TASK TO COMPLETE: Pick up the forum thread about choosing a tool bag or toolbox after its final post, and keep it going.

EXTRACTED TEXT:
★ ★ ★ ★ ★ ★ ★

I just started working as a first year apprentice the day after Christmas and I'm currently using a plastic box I had from my flooring days, but I plan on ordering a nylon bag(CLC 1537 to be specific) once I get my check on Tuesday or Wednesday.


----------



## Spartan98

T.Jack said:


> I just started working as a first year apprentice the day after Christmas and I'm currently using a plastic box I had from my flooring days, but I plan on ordering a nylon bag(CLC 1537 to be specific) once I get my check on Tuesday or Wednesday.


Go with a toolbox, craftsman...you will continually add tools, eventually the bag will start tearing and the handles will too...


----------



## wendon

T.Jack said:


> I just started working as a first year apprentice the day after Christmas and I'm currently using a plastic box I had from my flooring days, but I plan on ordering a nylon bag(CLC 1537 to be specific) once I get my check on Tuesday or Wednesday.


Wait until you get your second check and then order you a Veto!:thumbup:
I've used different bags but I like to keep my testers, nut drivers, cycling crimper, special screwdrivers, etc. etc. in the Veto (besides the ones in my tool pouch)


----------



## Wirenuting

Keep the steel box in the truck and take what you need in your pouch/bag. 
Get a bucket and mount it to a collapsible hand cart. Then you can really hump your tools with ease.


----------



## knowshorts

I use one of these. $10 at the Army/Navy store and they last forever. I am on my 2nd one in over 10 years. The handle on my 1st one broke when the bag fell off a crane at 60'.


----------



## KGN742003

I use the Husky roller tote others have posted.

Pros
most tools sit upright
room for cordless drill impact and sawsall
a dream to move around if you don't have stairs

Cons
Tends to get loaded up heavy, if you have to lift it it's worse than traditional tool totes
kinda cheap nylon, sharp tools will wear holes.


----------



## JohnR

Get the open tote, then everyone can borrow the tools that you haven't yet learned to use.:jester: Seriously, that's what WILL happen. Sometime.

★ ★ ★ ★ ★ ★ ★

[Point annotation records]
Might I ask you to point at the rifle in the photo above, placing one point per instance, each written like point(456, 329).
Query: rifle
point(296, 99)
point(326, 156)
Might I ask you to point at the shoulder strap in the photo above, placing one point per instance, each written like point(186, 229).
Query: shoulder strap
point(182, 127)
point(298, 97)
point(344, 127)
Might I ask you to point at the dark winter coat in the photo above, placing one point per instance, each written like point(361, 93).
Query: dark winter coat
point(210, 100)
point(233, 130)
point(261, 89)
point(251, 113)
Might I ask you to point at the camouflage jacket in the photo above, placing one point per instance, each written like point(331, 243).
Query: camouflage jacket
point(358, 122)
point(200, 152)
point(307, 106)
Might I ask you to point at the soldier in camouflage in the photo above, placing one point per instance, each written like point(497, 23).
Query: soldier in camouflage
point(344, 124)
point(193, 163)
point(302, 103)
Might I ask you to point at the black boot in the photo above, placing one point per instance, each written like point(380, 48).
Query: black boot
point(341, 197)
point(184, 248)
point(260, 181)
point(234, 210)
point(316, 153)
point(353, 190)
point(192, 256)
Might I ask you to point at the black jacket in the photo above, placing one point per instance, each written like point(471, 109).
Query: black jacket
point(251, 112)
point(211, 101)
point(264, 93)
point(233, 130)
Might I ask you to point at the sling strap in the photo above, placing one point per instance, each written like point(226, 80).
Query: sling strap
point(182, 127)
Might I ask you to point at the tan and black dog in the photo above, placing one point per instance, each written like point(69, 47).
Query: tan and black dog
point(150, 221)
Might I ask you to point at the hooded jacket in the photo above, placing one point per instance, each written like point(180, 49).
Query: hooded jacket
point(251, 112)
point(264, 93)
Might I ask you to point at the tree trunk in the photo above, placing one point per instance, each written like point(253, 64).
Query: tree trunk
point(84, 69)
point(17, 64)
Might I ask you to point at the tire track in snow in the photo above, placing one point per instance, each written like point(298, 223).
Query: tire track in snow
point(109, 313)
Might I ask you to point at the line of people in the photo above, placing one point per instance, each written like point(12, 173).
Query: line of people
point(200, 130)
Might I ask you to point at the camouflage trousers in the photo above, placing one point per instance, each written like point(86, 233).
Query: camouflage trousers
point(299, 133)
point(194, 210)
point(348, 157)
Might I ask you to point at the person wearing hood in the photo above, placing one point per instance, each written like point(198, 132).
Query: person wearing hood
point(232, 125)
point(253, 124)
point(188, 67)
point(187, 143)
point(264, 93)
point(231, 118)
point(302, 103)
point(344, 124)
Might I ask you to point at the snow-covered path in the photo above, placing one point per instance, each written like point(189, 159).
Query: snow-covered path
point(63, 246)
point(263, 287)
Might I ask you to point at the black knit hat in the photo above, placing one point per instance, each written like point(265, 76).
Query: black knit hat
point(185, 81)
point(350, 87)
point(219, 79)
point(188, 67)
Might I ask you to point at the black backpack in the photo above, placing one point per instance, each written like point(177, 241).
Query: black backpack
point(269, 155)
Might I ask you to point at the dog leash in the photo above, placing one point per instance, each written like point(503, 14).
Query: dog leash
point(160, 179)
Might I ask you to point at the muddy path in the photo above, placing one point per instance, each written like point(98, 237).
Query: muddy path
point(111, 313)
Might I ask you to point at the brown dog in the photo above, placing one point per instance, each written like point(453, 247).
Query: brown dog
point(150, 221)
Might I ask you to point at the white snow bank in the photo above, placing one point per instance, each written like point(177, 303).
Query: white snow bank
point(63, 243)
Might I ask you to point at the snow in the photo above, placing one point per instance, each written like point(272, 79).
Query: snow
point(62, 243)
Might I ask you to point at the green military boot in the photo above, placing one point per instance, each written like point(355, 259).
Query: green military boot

★ ★ ★ ★ ★ ★ ★

RESPONSE TO THIS EXERCISE:
I used to use a large plastic box about 30"x12x12 approx. Liked that until I had to work in the larger buildings, then I got one with wheels. Replaced the plastic wheels with some that had real bearings. Still have that one. Going on 6 years with it.


----------



## 99cents

I use the DeWalt open tote in the photo and it's good. I don't use their power tools but they make good bags  . I'm not concerned about thieves where I do most of my work.


----------



## That_Dude

My beast: http://www.grainger.com/Grainger/J-TERENCE-THOMPSON-Mobile-Jobsite-Storage-1NTK7 Made in USA. :thumbup:


----------



## BBQ




----------



## Jlarson

Veto. OT-XL in particular for me.


----------



## jeffmoss26

I use this for my main toolbag (voice and data) http://images.lowes.com/product/converted/019374/019374962418lg.jpg

I just purchased this for my CCTV and audio tools
http://i1246.photobucket.com/albums...29A265E-1006-00000062014C90C8_zpsc5c83081.jpg

Mine is branded Blue-point (Snap-on); Klein sells the same thing, they are both made by Waterloo.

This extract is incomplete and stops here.